#### PROBLEM TO WORK ON:
Below is a set of records; restate each one word for word.

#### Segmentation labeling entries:
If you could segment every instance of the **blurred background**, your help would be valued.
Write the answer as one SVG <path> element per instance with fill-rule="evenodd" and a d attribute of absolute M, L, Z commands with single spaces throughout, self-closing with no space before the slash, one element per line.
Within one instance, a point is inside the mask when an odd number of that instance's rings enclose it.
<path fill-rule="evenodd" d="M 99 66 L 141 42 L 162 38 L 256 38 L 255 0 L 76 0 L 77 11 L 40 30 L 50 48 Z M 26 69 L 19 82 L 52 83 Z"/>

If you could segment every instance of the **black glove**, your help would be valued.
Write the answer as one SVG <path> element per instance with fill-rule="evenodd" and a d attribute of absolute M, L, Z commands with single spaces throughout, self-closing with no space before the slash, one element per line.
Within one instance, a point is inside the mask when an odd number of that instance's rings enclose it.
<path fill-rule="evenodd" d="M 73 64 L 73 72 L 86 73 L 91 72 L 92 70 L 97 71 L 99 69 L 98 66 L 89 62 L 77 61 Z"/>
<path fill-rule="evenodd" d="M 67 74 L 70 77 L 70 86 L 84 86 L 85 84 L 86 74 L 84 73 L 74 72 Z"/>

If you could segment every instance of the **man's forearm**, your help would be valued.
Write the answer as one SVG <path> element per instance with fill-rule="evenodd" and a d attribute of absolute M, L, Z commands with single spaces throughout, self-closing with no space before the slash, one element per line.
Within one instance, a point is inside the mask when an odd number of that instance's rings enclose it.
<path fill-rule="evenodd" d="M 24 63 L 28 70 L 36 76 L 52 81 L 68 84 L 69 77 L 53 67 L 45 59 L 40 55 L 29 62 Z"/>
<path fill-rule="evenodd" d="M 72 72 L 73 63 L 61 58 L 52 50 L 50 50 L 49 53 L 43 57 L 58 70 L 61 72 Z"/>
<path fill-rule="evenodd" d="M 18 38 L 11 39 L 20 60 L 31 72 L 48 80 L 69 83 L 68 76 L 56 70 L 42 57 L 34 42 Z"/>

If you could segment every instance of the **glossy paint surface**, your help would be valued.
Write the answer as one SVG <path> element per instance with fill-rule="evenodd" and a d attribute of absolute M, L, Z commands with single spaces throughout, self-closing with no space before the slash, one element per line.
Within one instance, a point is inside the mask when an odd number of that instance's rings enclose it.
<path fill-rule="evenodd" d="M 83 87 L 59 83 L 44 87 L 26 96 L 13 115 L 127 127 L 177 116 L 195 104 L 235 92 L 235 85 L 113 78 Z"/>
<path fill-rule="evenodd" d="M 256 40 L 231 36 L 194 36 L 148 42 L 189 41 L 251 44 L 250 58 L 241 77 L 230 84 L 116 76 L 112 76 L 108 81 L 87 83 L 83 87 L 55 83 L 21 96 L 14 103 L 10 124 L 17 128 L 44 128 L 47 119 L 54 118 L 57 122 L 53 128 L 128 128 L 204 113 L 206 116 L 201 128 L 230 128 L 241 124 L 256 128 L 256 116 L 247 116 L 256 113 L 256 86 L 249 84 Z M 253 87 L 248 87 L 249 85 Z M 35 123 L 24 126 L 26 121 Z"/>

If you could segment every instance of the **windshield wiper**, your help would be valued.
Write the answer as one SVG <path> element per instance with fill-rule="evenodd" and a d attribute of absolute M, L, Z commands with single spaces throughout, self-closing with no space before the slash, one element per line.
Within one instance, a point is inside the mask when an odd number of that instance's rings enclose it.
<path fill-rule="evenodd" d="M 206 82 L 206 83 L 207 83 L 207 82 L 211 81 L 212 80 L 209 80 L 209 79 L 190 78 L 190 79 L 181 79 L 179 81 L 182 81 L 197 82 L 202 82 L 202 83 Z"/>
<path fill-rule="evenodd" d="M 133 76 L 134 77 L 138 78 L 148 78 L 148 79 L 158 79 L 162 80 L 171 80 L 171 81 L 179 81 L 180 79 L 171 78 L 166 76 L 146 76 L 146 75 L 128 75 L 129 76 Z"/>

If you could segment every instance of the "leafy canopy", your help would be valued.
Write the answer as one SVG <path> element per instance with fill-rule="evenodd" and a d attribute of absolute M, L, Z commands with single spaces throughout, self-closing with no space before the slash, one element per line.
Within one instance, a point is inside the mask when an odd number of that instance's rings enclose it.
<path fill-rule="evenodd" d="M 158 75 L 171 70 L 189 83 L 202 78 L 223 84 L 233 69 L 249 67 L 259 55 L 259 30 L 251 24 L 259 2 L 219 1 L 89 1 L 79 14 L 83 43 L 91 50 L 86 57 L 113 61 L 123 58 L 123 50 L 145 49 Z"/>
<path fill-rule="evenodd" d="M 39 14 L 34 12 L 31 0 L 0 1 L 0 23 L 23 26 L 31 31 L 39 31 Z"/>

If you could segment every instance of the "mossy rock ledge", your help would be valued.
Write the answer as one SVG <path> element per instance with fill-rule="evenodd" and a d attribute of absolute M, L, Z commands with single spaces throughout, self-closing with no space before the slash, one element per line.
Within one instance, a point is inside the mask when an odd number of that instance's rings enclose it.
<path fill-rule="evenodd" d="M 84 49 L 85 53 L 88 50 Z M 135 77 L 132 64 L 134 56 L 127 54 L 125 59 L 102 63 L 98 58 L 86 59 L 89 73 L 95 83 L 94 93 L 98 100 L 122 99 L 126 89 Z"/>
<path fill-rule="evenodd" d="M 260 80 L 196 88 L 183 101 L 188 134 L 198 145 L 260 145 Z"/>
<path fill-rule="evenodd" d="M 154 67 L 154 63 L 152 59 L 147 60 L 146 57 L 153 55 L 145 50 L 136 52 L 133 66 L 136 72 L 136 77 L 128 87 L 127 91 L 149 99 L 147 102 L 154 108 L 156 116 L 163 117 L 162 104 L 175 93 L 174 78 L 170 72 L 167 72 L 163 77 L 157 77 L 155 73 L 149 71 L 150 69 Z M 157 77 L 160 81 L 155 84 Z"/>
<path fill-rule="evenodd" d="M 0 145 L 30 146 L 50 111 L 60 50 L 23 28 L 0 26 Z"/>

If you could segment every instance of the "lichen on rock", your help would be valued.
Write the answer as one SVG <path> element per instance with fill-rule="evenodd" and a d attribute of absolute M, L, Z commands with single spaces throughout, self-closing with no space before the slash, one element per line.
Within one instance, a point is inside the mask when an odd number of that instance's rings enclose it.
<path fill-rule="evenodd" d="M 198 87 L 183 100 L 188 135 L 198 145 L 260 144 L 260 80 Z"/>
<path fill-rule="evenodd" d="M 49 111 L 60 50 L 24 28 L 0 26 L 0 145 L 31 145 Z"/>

#### EXERCISE RESPONSE:
If you could segment every instance of the **blurred background**, your help would be valued.
Write the answer as one SVG <path> element per instance with fill-rule="evenodd" and a d attribute of absolute M, L, Z commands with single spaces throughout, self-closing with no space before the slash, one element per line.
Within one instance, a point is inside the mask when an odd number of that instance's rings enclose it.
<path fill-rule="evenodd" d="M 99 66 L 141 42 L 162 38 L 256 38 L 255 0 L 76 0 L 77 11 L 40 30 L 50 48 Z M 26 69 L 19 82 L 52 83 Z"/>

If you could segment every instance of the **black glove**, your help would be valued.
Write the answer as one SVG <path> element per instance with fill-rule="evenodd" and a d attribute of absolute M, L, Z commands with single spaces throughout, self-closing with no space before the slash, one element per line.
Within one instance, a point is inside the mask when an odd number of that instance's rings enclose it.
<path fill-rule="evenodd" d="M 73 64 L 73 72 L 86 73 L 91 72 L 92 70 L 97 71 L 99 69 L 98 66 L 89 62 L 77 61 Z"/>
<path fill-rule="evenodd" d="M 67 74 L 70 77 L 70 86 L 84 86 L 85 84 L 86 74 L 84 73 L 74 72 Z"/>

If you could segment every instance of the **man's forearm**, your help would be valued.
Write the answer as one SVG <path> element per instance with fill-rule="evenodd" and a d attribute of absolute M, L, Z commands with single spaces throughout, self-closing with no space before the slash, one element per line.
Within one instance, a point is inside the mask when an odd number of that instance's rings enclose it.
<path fill-rule="evenodd" d="M 24 63 L 28 70 L 36 76 L 52 81 L 68 84 L 69 77 L 53 67 L 45 59 L 40 55 L 29 62 Z"/>
<path fill-rule="evenodd" d="M 72 72 L 73 63 L 61 58 L 52 50 L 50 50 L 49 53 L 43 57 L 58 70 L 61 72 Z"/>
<path fill-rule="evenodd" d="M 18 38 L 11 39 L 20 60 L 31 72 L 48 80 L 69 83 L 68 76 L 56 70 L 42 57 L 34 42 Z"/>

If you could segment every instance of the **glossy paint surface**, your help would be valued.
Write the answer as one SVG <path> element per instance with fill-rule="evenodd" and a d attribute of absolute M, L, Z commands with single spaces throughout, self-closing with no space before the slash, one element per line.
Within one instance, a point is inside the mask when an odd number of that instance's rings enclose it.
<path fill-rule="evenodd" d="M 83 87 L 59 83 L 44 87 L 26 96 L 13 115 L 127 127 L 177 116 L 195 104 L 235 92 L 235 85 L 113 78 Z"/>
<path fill-rule="evenodd" d="M 256 40 L 231 36 L 194 36 L 148 42 L 189 41 L 251 44 L 250 58 L 241 77 L 230 84 L 116 76 L 112 76 L 108 81 L 87 83 L 83 87 L 55 83 L 21 96 L 14 103 L 10 124 L 17 128 L 44 128 L 47 119 L 54 118 L 57 122 L 53 128 L 128 128 L 204 113 L 206 116 L 201 128 L 230 128 L 241 124 L 256 128 L 256 116 L 247 116 L 256 113 L 256 86 L 249 84 Z M 253 87 L 248 87 L 249 85 Z M 35 123 L 24 126 L 26 121 Z"/>

If you could segment every instance of the **windshield wiper**, your help would be valued.
Write the answer as one SVG <path> element per instance with fill-rule="evenodd" and a d attribute of absolute M, L, Z commands with single spaces throughout, self-closing with no space before the slash, one element per line.
Within one instance, a point is inside the mask when an odd number of that instance's rings enclose it.
<path fill-rule="evenodd" d="M 206 82 L 206 83 L 207 83 L 207 82 L 211 81 L 212 80 L 209 80 L 209 79 L 190 78 L 190 79 L 181 79 L 179 81 L 182 81 L 197 82 L 202 82 L 202 83 Z"/>
<path fill-rule="evenodd" d="M 133 76 L 134 77 L 138 78 L 148 78 L 148 79 L 158 79 L 162 80 L 171 80 L 171 81 L 179 81 L 180 79 L 171 78 L 166 76 L 146 76 L 146 75 L 128 75 L 129 76 Z"/>

If you could segment every instance of the "leafy canopy", your help would be valued.
Write the answer as one SVG <path> element per instance with fill-rule="evenodd" and a d attribute of absolute M, L, Z commands with single spaces throughout, self-closing with no space before the slash, one element per line.
Within one instance, a point is inside the mask when an odd number of that instance's rings enclose it.
<path fill-rule="evenodd" d="M 158 75 L 171 70 L 189 83 L 202 78 L 223 84 L 233 69 L 249 67 L 259 55 L 259 30 L 251 24 L 259 2 L 219 1 L 89 1 L 79 14 L 83 43 L 91 50 L 86 57 L 113 61 L 123 58 L 123 50 L 145 49 Z"/>
<path fill-rule="evenodd" d="M 39 14 L 34 12 L 31 0 L 0 1 L 0 23 L 23 26 L 31 31 L 39 31 Z"/>

If you could segment every instance of the "mossy rock ledge", your help would be valued.
Write the answer as one SVG <path> element per instance with fill-rule="evenodd" and a d attribute of absolute M, L, Z commands with single spaces throughout, self-closing with no space before the slash, one element per line.
Within one instance, a point is inside the mask when an odd number of that instance's rings enclose it.
<path fill-rule="evenodd" d="M 84 49 L 85 53 L 88 50 Z M 135 77 L 132 64 L 134 56 L 127 54 L 125 59 L 102 63 L 98 58 L 86 59 L 89 73 L 95 83 L 94 93 L 98 100 L 122 99 L 126 89 Z"/>
<path fill-rule="evenodd" d="M 260 80 L 196 88 L 183 101 L 188 134 L 198 145 L 260 145 Z"/>
<path fill-rule="evenodd" d="M 154 67 L 154 63 L 152 59 L 147 60 L 146 57 L 153 55 L 145 50 L 136 52 L 133 66 L 136 72 L 136 77 L 128 87 L 127 91 L 149 99 L 147 102 L 154 108 L 156 116 L 163 117 L 162 104 L 175 93 L 174 78 L 170 72 L 167 72 L 163 77 L 157 77 L 155 73 L 149 71 L 150 69 Z M 157 77 L 160 81 L 155 84 Z"/>
<path fill-rule="evenodd" d="M 0 145 L 30 146 L 50 111 L 60 50 L 23 28 L 0 26 Z"/>

If you could segment every instance of the "lichen on rock", your help would be valued.
Write the answer as one SVG <path> element per instance with fill-rule="evenodd" and a d attribute of absolute M, L, Z commands with single spaces throughout, self-closing with no space before the slash, one element per line.
Within one instance, a point is inside the mask when an odd number of that instance's rings enclose it.
<path fill-rule="evenodd" d="M 198 87 L 183 100 L 188 135 L 198 145 L 260 144 L 260 80 Z"/>
<path fill-rule="evenodd" d="M 49 111 L 60 50 L 24 28 L 0 26 L 0 145 L 31 145 Z"/>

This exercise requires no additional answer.